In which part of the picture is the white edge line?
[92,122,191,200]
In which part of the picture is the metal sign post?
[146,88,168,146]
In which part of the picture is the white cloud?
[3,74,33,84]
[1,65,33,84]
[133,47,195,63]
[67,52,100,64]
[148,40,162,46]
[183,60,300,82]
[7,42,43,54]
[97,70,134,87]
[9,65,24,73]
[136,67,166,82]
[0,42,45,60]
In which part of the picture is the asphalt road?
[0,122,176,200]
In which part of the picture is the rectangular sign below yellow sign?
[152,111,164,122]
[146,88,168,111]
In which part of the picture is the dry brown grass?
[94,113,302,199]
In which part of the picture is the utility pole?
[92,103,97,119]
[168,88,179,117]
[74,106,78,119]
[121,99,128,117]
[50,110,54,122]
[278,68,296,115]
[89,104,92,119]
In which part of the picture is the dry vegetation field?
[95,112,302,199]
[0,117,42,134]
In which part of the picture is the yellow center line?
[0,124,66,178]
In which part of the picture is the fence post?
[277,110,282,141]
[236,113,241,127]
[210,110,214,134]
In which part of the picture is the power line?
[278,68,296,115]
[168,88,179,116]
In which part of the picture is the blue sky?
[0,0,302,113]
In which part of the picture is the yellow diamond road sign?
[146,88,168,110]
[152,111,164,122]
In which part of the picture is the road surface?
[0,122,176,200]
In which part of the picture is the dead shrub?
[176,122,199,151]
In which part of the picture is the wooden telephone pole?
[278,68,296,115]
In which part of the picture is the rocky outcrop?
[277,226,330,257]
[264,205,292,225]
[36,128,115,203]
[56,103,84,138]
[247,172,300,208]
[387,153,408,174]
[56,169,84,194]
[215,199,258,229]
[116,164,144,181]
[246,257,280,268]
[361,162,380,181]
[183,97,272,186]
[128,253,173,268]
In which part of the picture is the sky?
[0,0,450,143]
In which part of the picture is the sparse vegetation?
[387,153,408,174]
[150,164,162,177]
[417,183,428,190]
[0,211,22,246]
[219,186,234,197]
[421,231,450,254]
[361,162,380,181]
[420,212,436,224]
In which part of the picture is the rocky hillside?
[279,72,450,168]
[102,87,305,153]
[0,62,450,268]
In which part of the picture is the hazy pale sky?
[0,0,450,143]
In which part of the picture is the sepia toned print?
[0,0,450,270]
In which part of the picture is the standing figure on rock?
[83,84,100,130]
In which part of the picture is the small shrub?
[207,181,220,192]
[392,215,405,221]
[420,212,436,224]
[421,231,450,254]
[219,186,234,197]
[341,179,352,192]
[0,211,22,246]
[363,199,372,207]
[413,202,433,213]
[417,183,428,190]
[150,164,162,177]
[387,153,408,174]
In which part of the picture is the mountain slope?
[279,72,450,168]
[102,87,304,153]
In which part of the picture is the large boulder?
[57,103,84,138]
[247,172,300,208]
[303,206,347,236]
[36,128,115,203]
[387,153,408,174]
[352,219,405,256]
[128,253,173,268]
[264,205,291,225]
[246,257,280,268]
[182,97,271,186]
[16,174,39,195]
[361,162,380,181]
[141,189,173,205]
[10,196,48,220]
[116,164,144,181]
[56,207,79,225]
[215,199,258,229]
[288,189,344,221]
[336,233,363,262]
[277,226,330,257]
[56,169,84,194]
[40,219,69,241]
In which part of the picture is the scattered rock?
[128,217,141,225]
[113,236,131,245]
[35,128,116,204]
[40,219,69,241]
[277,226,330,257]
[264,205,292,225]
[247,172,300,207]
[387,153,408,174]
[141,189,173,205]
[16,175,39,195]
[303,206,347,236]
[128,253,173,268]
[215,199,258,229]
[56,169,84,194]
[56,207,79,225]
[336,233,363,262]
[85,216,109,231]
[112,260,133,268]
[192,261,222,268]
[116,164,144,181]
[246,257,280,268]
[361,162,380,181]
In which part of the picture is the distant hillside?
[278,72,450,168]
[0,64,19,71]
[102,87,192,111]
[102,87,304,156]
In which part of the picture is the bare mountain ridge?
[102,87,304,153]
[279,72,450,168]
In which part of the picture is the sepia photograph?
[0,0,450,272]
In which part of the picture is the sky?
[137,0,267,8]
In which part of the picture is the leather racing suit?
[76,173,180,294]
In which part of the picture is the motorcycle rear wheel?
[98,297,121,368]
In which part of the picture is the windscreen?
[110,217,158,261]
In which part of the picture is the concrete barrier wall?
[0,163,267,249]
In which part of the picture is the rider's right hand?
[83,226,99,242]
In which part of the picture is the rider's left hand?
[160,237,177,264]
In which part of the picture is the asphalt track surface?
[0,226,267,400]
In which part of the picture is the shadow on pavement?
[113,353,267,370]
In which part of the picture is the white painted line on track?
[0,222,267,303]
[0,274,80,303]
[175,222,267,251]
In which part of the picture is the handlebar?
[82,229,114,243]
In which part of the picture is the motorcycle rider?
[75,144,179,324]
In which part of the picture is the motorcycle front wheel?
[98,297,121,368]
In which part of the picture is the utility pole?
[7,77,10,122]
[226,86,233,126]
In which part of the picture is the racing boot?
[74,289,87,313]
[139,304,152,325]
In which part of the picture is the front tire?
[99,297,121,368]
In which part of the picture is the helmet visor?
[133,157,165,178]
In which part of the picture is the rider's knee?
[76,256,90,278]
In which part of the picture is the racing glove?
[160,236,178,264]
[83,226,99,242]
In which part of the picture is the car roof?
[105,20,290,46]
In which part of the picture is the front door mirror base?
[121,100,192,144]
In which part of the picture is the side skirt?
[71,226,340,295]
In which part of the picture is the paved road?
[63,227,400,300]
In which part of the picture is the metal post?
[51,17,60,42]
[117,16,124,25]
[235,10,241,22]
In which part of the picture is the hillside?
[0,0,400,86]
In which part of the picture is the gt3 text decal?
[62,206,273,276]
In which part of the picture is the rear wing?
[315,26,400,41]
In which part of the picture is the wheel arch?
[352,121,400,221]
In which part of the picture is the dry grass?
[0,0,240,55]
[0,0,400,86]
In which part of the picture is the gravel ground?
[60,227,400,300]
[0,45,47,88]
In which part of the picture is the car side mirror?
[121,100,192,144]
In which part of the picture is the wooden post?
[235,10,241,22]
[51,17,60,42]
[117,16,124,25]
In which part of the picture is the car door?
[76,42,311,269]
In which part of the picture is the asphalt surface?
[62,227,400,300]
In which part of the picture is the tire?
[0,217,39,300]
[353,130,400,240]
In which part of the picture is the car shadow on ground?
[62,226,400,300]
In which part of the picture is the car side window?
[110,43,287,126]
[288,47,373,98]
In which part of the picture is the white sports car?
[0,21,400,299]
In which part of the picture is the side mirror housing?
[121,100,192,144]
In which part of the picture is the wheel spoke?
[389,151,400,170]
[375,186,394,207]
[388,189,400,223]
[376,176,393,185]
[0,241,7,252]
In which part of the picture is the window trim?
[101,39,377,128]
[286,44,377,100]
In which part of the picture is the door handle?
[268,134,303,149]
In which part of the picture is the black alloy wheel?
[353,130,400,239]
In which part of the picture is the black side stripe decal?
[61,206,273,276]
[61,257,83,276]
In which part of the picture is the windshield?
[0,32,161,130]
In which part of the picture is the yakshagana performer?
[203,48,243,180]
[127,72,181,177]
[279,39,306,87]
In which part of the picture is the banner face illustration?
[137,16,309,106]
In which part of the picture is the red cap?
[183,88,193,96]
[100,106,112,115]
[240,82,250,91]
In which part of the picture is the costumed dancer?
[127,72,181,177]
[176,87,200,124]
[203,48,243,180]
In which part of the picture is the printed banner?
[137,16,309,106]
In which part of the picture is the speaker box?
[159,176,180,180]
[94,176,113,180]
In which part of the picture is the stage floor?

Aim: Put the lines above, from the start through the line containing "[146,88,168,146]", into a two-column CSV with the header input,output. Give one row for each text and its answer, with each value in its own double-quoted field and any line breaks replaced by spaces.

Response to the exercise:
input,output
"In which part of the picture is the white edge line?","[92,122,191,200]"
"In which part of the picture is the metal sign post?","[146,88,168,146]"